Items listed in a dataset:
■ ■ ■

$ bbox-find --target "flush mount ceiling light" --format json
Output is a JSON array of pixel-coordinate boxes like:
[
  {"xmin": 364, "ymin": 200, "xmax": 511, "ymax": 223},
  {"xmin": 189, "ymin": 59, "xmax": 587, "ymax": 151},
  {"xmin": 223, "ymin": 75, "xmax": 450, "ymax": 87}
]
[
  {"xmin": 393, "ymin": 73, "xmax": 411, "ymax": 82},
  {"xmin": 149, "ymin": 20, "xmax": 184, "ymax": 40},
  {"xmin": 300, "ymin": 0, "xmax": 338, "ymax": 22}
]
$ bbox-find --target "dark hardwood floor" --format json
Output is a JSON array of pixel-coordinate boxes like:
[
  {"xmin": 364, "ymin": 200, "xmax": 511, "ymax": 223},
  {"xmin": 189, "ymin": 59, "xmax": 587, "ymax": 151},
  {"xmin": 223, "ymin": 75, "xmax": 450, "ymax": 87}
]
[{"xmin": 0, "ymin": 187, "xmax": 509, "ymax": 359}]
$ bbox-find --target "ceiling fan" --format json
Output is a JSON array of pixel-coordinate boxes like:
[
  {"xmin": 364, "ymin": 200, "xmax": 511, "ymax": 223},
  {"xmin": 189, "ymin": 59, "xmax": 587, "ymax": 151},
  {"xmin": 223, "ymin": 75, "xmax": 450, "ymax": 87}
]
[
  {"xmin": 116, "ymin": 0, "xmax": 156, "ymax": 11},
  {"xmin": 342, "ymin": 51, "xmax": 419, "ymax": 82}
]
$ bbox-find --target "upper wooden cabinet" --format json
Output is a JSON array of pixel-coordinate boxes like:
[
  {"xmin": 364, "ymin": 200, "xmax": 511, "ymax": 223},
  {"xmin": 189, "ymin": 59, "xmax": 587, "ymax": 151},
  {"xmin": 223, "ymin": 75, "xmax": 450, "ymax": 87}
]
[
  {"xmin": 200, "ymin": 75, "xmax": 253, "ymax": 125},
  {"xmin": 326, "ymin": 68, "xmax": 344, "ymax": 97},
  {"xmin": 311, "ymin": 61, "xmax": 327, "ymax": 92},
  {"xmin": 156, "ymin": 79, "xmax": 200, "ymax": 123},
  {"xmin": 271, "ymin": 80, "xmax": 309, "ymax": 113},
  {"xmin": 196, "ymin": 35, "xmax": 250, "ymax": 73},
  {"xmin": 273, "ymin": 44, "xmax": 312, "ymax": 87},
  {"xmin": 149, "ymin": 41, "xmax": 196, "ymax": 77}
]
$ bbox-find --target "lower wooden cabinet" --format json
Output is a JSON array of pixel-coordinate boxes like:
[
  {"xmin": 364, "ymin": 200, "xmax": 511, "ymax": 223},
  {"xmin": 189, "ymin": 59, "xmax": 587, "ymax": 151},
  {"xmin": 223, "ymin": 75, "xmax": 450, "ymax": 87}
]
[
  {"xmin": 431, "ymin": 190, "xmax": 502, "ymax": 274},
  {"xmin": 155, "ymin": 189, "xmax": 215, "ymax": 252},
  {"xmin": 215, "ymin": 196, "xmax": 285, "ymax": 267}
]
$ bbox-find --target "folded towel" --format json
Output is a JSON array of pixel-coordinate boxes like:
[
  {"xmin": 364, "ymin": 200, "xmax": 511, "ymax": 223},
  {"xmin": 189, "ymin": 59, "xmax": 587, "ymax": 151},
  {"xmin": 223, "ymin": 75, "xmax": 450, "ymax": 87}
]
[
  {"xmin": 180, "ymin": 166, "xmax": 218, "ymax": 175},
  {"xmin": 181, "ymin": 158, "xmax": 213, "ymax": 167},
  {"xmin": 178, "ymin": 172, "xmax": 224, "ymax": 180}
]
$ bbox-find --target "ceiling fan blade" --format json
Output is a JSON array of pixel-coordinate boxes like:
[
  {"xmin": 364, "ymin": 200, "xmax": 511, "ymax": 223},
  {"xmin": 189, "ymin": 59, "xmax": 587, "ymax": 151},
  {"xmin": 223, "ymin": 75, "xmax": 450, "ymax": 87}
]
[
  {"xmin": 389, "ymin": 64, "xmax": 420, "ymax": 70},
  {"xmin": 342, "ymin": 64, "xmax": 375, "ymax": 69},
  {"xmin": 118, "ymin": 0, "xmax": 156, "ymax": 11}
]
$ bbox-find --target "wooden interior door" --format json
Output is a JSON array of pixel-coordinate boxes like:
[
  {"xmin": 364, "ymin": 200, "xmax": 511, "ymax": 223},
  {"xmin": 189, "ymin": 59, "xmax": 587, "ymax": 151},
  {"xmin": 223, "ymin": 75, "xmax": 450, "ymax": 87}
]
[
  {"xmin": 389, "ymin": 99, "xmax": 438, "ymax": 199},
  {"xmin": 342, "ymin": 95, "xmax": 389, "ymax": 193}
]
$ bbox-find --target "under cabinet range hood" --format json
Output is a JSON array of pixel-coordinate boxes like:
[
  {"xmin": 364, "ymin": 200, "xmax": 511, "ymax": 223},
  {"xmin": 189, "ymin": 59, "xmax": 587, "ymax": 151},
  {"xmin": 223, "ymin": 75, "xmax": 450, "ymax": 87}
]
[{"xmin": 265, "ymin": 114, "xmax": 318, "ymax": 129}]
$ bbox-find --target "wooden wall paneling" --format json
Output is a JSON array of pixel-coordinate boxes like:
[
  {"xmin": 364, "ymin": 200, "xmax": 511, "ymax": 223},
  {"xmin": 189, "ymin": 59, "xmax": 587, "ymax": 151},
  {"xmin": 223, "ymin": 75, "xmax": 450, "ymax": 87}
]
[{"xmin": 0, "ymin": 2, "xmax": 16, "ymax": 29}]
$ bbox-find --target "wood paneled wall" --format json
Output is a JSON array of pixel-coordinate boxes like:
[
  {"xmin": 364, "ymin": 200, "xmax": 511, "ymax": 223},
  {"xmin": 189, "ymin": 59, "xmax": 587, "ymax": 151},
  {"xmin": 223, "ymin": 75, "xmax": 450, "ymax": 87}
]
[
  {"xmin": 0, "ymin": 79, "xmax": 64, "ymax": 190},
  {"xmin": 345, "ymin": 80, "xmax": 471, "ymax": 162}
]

■ ■ ■

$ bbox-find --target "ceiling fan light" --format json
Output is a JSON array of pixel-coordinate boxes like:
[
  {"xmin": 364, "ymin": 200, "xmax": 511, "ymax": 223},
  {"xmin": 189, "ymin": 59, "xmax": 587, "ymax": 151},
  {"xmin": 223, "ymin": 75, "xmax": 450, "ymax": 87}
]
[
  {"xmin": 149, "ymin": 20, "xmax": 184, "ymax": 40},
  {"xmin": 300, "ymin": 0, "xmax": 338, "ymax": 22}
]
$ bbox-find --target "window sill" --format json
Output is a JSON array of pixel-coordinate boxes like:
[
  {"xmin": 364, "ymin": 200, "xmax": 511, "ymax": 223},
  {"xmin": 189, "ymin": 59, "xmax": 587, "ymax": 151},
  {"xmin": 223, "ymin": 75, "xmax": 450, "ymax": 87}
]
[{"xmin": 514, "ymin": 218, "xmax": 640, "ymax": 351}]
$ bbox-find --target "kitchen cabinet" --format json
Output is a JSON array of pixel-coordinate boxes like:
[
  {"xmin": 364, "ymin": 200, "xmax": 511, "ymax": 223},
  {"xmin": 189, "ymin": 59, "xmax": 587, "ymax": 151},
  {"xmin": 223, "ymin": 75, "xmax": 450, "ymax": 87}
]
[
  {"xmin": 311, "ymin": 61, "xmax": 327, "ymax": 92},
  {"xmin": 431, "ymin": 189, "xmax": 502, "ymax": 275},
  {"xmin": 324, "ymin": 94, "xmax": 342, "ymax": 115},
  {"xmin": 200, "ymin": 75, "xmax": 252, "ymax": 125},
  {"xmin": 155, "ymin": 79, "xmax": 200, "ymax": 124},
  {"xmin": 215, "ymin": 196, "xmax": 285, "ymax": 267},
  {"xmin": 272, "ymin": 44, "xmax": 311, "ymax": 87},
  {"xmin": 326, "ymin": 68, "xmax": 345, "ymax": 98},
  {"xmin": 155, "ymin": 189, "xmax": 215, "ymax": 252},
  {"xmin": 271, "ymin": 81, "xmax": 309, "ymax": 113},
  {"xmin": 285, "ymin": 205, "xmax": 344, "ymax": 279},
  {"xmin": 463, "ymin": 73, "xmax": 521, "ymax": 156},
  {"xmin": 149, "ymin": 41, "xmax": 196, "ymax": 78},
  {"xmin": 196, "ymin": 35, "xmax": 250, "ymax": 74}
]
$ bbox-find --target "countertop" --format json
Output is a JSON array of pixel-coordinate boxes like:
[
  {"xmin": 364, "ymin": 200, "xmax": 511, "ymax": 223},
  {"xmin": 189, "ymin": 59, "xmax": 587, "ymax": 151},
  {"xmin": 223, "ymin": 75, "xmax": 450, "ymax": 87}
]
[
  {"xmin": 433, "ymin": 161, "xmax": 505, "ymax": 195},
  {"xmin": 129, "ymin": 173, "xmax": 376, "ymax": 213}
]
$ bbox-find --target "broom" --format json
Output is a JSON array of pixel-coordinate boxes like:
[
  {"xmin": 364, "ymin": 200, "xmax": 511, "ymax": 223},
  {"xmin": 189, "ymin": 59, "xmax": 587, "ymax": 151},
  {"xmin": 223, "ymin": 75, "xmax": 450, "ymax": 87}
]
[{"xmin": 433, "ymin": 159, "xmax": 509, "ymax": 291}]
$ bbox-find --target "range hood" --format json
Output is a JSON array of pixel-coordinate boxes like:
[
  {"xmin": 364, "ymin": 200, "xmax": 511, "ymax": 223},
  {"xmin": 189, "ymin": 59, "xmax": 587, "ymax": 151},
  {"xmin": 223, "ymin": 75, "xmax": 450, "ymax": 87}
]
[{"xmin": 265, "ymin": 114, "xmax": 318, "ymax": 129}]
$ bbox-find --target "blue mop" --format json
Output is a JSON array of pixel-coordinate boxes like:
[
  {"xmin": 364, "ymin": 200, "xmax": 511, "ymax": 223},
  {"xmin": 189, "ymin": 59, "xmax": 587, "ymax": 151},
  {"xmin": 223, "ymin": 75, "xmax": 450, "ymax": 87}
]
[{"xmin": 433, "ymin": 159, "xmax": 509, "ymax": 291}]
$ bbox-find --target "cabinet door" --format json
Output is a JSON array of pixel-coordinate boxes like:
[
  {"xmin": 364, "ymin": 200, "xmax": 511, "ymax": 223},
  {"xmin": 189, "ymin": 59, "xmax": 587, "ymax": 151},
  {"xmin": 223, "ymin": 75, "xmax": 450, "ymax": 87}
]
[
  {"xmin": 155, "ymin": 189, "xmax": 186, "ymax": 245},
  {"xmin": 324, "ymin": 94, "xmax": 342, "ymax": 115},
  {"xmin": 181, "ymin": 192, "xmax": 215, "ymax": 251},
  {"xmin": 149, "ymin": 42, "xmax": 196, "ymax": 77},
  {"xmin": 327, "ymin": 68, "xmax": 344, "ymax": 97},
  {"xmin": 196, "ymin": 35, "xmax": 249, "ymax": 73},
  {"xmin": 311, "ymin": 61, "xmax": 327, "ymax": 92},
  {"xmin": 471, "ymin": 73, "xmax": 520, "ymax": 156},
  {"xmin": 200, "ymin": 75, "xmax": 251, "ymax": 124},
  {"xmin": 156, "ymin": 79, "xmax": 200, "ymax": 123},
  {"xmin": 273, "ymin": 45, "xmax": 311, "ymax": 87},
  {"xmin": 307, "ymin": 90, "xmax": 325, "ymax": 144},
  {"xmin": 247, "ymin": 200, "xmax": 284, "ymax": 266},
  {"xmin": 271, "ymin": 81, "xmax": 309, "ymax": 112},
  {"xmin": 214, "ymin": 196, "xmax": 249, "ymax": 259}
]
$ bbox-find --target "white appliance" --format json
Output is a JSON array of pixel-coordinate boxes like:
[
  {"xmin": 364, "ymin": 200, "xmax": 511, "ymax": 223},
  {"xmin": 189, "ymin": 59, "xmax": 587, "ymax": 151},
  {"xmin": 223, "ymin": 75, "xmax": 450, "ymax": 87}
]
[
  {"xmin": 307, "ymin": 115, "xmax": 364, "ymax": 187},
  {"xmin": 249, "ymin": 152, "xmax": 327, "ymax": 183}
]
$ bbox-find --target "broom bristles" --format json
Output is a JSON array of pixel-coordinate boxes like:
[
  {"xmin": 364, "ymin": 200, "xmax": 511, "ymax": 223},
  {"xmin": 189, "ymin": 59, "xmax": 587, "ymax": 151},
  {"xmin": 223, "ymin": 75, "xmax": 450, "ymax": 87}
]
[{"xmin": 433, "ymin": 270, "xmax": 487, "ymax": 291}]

■ ■ ■

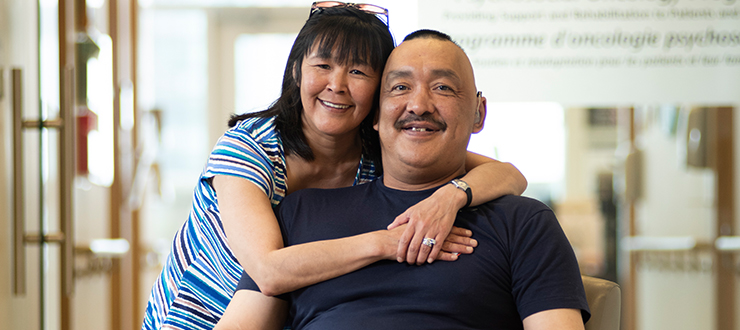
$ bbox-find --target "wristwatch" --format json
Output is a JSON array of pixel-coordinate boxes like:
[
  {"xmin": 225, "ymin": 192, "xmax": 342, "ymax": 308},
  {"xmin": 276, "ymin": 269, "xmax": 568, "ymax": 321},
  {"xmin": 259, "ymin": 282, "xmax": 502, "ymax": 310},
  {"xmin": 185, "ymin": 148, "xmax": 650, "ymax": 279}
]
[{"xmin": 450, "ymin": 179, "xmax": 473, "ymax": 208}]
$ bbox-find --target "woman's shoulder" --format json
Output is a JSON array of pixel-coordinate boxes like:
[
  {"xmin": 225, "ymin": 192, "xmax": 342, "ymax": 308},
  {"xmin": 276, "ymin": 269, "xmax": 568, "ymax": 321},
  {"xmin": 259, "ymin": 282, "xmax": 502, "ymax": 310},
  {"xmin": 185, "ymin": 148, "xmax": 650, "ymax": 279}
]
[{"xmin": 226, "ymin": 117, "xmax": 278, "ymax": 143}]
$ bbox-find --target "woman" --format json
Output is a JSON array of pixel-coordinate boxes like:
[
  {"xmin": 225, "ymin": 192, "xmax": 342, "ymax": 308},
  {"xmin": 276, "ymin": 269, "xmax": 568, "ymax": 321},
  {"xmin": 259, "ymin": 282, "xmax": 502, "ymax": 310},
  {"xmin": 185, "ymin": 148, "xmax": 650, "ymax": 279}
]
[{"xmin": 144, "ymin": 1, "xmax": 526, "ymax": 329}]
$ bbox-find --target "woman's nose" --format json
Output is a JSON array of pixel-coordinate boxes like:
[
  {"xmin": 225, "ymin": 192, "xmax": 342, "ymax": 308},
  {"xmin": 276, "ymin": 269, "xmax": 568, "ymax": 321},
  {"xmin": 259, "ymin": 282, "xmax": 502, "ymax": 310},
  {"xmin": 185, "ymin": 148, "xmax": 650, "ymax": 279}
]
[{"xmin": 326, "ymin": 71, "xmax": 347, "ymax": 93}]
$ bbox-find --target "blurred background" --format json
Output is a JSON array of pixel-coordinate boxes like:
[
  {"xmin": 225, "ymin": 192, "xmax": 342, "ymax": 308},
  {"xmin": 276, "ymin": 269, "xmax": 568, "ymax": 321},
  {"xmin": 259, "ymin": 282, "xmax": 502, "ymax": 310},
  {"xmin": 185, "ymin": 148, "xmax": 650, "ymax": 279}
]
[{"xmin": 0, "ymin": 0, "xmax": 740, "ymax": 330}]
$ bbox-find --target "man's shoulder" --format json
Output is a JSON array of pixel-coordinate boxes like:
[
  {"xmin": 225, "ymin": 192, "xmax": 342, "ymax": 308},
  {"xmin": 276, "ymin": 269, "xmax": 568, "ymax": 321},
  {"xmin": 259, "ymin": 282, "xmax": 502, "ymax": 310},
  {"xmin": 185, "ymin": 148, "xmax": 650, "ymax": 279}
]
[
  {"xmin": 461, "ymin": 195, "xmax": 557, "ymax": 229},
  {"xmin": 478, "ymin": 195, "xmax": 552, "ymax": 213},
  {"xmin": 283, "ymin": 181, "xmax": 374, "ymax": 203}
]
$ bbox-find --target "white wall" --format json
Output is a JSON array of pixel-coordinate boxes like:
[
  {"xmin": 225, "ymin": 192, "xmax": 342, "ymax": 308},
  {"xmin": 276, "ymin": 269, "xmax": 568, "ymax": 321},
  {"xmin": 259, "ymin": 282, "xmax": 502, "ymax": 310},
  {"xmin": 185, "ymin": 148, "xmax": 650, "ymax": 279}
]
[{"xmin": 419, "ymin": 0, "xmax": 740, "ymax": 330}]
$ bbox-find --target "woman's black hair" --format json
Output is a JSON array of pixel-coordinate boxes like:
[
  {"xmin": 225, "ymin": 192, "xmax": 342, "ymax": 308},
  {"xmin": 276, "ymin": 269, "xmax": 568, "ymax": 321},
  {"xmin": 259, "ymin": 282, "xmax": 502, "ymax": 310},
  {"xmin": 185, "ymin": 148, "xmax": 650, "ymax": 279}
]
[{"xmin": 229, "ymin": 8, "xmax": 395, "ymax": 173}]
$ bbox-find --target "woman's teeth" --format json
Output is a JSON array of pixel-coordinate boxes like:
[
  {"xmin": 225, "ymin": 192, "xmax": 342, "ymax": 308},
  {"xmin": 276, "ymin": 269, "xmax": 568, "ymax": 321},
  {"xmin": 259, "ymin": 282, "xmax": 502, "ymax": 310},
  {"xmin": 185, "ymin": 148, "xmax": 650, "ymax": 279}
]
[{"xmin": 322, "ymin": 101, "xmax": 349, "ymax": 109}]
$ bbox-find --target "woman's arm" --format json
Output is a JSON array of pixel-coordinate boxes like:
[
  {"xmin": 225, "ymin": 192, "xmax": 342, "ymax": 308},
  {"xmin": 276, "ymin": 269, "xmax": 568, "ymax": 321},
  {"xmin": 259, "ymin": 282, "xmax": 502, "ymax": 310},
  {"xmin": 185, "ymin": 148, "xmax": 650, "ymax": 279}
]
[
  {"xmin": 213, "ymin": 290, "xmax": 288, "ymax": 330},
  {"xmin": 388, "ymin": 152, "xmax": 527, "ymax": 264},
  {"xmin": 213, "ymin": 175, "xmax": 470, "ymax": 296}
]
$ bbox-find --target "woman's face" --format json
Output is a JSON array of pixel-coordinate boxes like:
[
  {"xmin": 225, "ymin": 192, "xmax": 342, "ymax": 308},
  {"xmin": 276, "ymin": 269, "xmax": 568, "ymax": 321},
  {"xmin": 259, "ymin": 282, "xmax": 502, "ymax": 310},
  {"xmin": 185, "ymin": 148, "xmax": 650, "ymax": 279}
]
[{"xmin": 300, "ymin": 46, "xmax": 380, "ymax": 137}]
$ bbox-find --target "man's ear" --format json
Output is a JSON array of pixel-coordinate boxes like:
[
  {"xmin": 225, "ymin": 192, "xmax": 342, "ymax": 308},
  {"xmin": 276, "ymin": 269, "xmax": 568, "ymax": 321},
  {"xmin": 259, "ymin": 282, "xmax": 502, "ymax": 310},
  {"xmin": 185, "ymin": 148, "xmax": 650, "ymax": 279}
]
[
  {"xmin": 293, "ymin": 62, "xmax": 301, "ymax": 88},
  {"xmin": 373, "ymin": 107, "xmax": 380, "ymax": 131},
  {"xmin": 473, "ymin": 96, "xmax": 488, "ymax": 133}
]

■ ■ ■

Identify every line in the data above that contains the word "cabinet", and copy each of those lines.

$ bbox-find --target "upper wooden cabinet" --format json
$ bbox-find --target "lower wooden cabinet" --format json
$ bbox-find --target "under cabinet range hood" --format json
$ bbox-find --target "kitchen cabinet" --format json
$ bbox-find --target "cabinet door" --format json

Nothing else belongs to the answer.